▶ Entries shown
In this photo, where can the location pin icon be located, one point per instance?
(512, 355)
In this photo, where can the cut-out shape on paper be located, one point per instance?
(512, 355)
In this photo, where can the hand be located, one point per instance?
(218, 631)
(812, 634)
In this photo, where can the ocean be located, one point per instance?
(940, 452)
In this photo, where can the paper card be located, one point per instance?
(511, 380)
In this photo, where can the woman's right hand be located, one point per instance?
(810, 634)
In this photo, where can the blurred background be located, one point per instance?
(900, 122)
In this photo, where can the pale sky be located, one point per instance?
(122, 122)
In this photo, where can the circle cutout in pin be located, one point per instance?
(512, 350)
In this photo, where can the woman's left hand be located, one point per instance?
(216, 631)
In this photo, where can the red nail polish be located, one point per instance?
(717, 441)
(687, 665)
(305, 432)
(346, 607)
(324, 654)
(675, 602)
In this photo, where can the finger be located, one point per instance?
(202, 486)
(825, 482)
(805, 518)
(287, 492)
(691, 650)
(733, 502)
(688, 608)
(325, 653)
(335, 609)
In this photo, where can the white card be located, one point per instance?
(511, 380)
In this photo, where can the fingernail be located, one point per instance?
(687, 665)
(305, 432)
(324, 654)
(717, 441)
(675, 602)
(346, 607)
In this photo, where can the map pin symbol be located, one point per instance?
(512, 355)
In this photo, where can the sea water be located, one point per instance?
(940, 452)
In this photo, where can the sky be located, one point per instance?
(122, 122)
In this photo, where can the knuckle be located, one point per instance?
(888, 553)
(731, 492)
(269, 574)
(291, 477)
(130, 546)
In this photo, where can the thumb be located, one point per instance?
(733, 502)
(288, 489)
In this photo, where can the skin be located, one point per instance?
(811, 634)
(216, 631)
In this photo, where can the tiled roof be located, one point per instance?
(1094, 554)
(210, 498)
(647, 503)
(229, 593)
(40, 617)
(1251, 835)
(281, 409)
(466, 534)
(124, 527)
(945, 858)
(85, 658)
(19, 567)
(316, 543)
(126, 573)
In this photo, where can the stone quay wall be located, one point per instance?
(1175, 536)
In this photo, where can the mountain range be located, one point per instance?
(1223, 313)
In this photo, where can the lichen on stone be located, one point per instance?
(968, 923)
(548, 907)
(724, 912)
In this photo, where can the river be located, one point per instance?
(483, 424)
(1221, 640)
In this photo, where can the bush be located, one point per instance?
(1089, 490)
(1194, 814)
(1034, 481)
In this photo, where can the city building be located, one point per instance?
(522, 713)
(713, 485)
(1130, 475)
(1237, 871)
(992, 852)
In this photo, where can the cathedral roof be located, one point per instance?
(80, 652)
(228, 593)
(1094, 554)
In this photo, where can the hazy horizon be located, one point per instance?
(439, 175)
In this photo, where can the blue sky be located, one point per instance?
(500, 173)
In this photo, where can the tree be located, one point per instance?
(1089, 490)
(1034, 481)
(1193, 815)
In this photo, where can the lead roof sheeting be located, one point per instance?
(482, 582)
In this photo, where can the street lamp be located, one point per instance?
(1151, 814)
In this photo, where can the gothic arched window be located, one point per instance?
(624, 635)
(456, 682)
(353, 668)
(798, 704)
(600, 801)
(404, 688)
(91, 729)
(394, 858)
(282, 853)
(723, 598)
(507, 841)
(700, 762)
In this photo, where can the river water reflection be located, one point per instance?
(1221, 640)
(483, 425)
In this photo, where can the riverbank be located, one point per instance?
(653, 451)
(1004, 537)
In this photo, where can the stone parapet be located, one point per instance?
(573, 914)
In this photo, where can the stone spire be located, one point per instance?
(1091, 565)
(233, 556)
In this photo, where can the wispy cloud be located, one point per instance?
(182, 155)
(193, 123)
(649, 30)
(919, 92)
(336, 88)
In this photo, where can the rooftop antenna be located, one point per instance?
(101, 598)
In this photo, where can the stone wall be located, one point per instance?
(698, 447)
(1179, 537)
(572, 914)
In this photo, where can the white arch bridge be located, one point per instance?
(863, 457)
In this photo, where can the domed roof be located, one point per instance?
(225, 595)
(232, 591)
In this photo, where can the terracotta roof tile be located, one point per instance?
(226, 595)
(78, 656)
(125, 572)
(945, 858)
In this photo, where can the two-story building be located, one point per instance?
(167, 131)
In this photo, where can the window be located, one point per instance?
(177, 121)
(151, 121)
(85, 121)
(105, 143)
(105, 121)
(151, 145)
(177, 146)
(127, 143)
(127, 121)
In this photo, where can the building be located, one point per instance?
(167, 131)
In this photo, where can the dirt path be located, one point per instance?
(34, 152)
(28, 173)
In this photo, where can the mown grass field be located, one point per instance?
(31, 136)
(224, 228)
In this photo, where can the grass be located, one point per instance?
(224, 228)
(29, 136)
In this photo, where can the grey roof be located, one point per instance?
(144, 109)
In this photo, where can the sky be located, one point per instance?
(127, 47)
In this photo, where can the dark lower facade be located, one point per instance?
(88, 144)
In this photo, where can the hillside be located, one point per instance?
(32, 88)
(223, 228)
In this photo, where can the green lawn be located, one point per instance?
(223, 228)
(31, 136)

▶ Goal of the exercise
Rewrite every line between the line containing "In this photo, where can the white card" and the line containing "(1151, 814)", inclusive, including each item's text, and offset every coordinate in the answers by -70.

▶ Task output
In this photo, where can the white card be located, one point per instance?
(441, 310)
In this photo, where can the fingernail be located, one point per instance?
(617, 595)
(235, 362)
(254, 584)
(647, 371)
(605, 532)
(276, 537)
In this photo, where can the map pin symbol be located, one point per instance?
(442, 285)
In this photo, where can the sea water be located, one point per instance?
(870, 382)
In this photo, where can the sky be located, one point per instance?
(52, 52)
In this photo, where can the knuckle be located, one point per instance?
(818, 483)
(661, 422)
(199, 504)
(221, 407)
(60, 476)
In this photo, where can the thumb be located, one point per instance?
(663, 432)
(218, 419)
In this photo, where can the skin be located, one point per instance?
(741, 564)
(146, 561)
In this photo, where can the tiled roof be located, one point per instance?
(1024, 484)
(140, 428)
(577, 433)
(159, 523)
(-30, 547)
(1181, 765)
(211, 339)
(396, 464)
(54, 457)
(875, 788)
(15, 588)
(-51, 497)
(246, 473)
(56, 503)
In this photo, where can the stone quay wall be located, one point per instance?
(1105, 466)
In this photo, where can the mountain range be located, one point per instance?
(1153, 243)
In this photo, where can the lichen on stone be located, one point per instance?
(898, 853)
(478, 837)
(654, 842)
In this photo, where can the river be located, one point per instance?
(413, 354)
(1151, 570)
In this photo, where can the bush be located, one point per instance?
(1019, 420)
(1124, 744)
(964, 411)
In this photo, where can the city building be located, one point per instance?
(452, 643)
(643, 415)
(1060, 405)
(1167, 801)
(922, 782)
In this photo, where can the cathedral roof be located, one point per instance?
(10, 582)
(158, 523)
(1024, 484)
In this photo, where can the hazy horizon be located, one point per instance?
(369, 105)
In this photo, where can the blue sky be located, one point per instance?
(430, 103)
In this photo, where can the tree be located, one point per instance?
(1019, 420)
(964, 411)
(1123, 745)
In this photo, where can the lead roof sheeting be located, one point per instance?
(412, 512)
In this photo, where can the street lamp be located, one point per instance?
(1081, 744)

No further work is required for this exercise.